### Page extract
To evaluate partitioning, a runtime framework has to be built to overcome the obstacles posed by heterogeneous processors. Since the address spaces of processors are different, pointers are not portable. The runtime framework has to perform some address translation so that all the processors can work on different partitions of an array. If the caches are not coherent, then the runtime should provide API to flush or invalidate caches so that processors read the updated values.

#### **1.1.2 Compiler Framework**

Once the partitioning problem is solved, the next task is to develop a compiler framework to automatically map data-parallel OpenMP programs to heterogeneous processors. OpenMP is a popular high-level parallel programming model and is widely supported on parallel hardware. Programmers only need to express parallelism without concern as to the mapping and scheduling of work to the underlying platform. Due to the wide availability of OpenMP libraries, it also offers some degree of performance portability. OpenMP, however, is not directly supported on heterogeneous systems, due to lack of coherent shared memory and multiple operating systems. Exploiting heterogeneity is avoided, and only the CPUs are utilised by the OpenMP runtime. The standard method of accessing non-CPU cores is to use them as accelerators accessed via platform specific libraries. This style of programming requires the application to be first split into separate tasks that fit the library API. The main CPU then acts as a coordinator using a Master/Slave programming model. Although this approach means that the programmer does not have to deal with different operating systems and manage memory coherence, it is highly system specific and may introduce excessive data traffic. Furthermore, it requires the programmer to perform platform-specific lowlevel partitioning of work into parallel activities. While this approach may work for specialised applications, it is not suitable for general data-parallel programs.

### Provided records
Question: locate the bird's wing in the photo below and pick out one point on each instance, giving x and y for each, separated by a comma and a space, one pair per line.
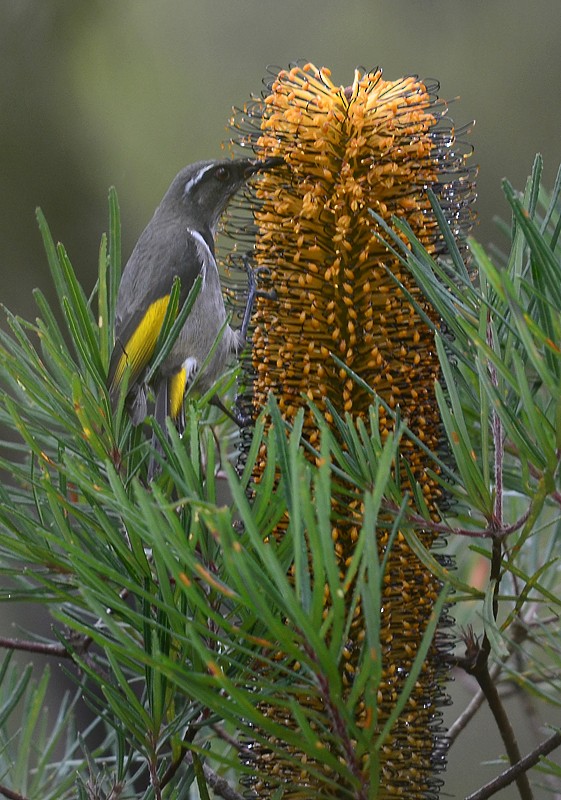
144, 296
--
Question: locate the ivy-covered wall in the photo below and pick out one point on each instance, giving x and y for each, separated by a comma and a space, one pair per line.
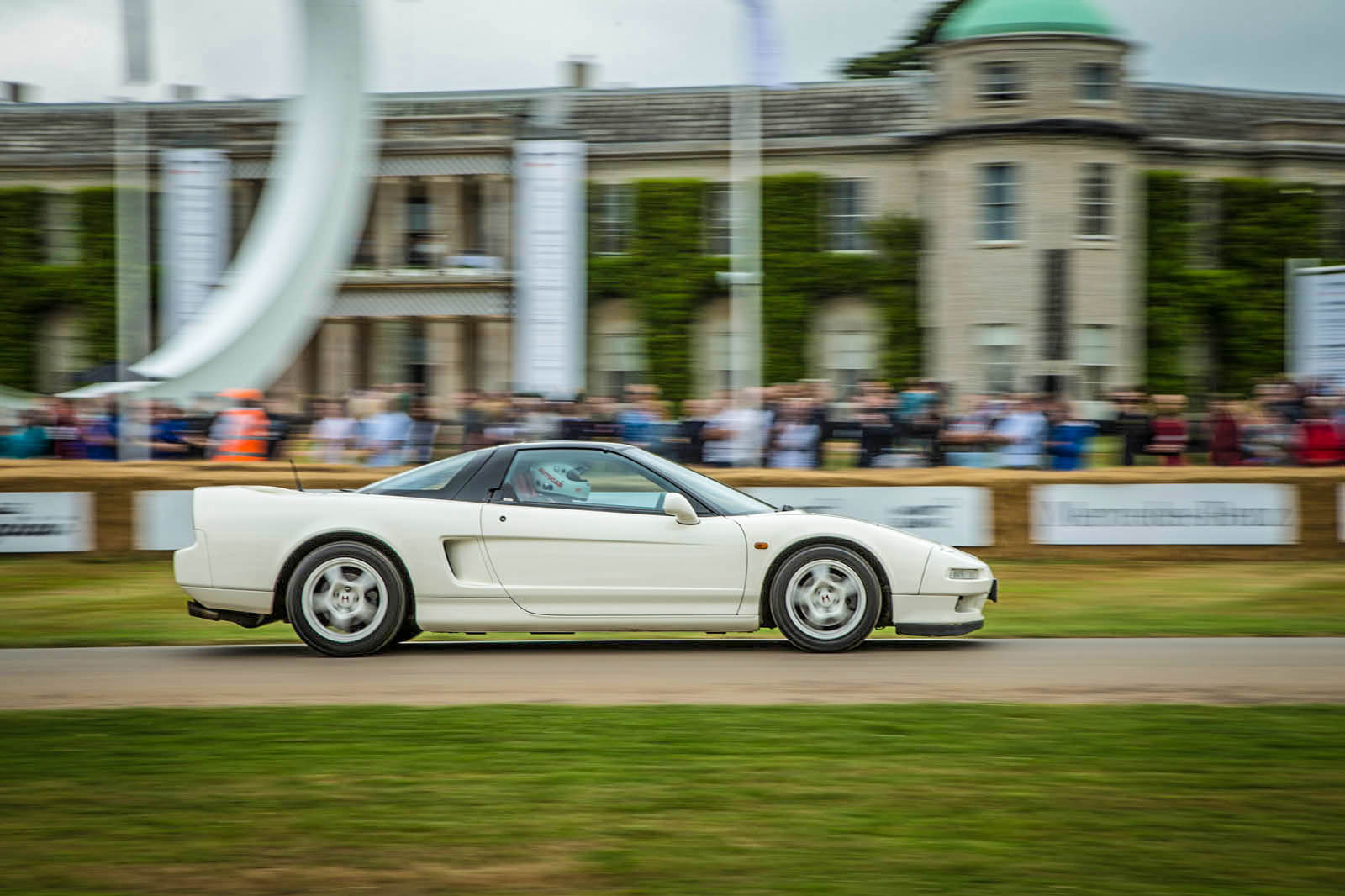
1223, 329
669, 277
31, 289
==
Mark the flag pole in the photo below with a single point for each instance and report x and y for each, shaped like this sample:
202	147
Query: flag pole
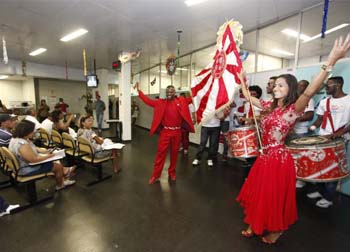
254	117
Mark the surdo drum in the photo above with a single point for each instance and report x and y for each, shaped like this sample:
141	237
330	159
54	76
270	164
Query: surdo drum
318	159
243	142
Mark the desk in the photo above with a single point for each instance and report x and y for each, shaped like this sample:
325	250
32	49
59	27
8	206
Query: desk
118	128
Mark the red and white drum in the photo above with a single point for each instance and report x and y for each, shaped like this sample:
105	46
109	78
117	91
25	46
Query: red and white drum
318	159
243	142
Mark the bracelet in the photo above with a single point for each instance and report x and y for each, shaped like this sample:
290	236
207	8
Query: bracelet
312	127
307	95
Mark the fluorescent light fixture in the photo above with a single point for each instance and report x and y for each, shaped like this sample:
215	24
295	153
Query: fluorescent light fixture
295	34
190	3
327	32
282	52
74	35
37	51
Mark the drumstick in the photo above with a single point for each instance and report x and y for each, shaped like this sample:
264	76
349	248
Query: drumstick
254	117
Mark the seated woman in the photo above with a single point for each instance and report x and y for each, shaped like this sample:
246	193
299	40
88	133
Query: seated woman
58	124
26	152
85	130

### Written task 1
Transcribe the excerpt on heterogeneous processors, starting at "To evaluate partitioning, a" and ending at "the updated values.".
### Written task 2
In the excerpt on heterogeneous processors, what programming model does the main CPU use when it acts as a coordinator?

### Full output 1
To evaluate partitioning, a runtime framework has to be built to overcome the obstacles posed by heterogeneous processors. Since the address spaces of processors are different, pointers are not portable. The runtime framework has to perform some address translation so that all the processors can work on different partitions of an array. If the caches are not coherent, then the runtime should provide API to flush or invalidate caches so that processors read the updated values.

### Full output 2
A Master/Slave programming model.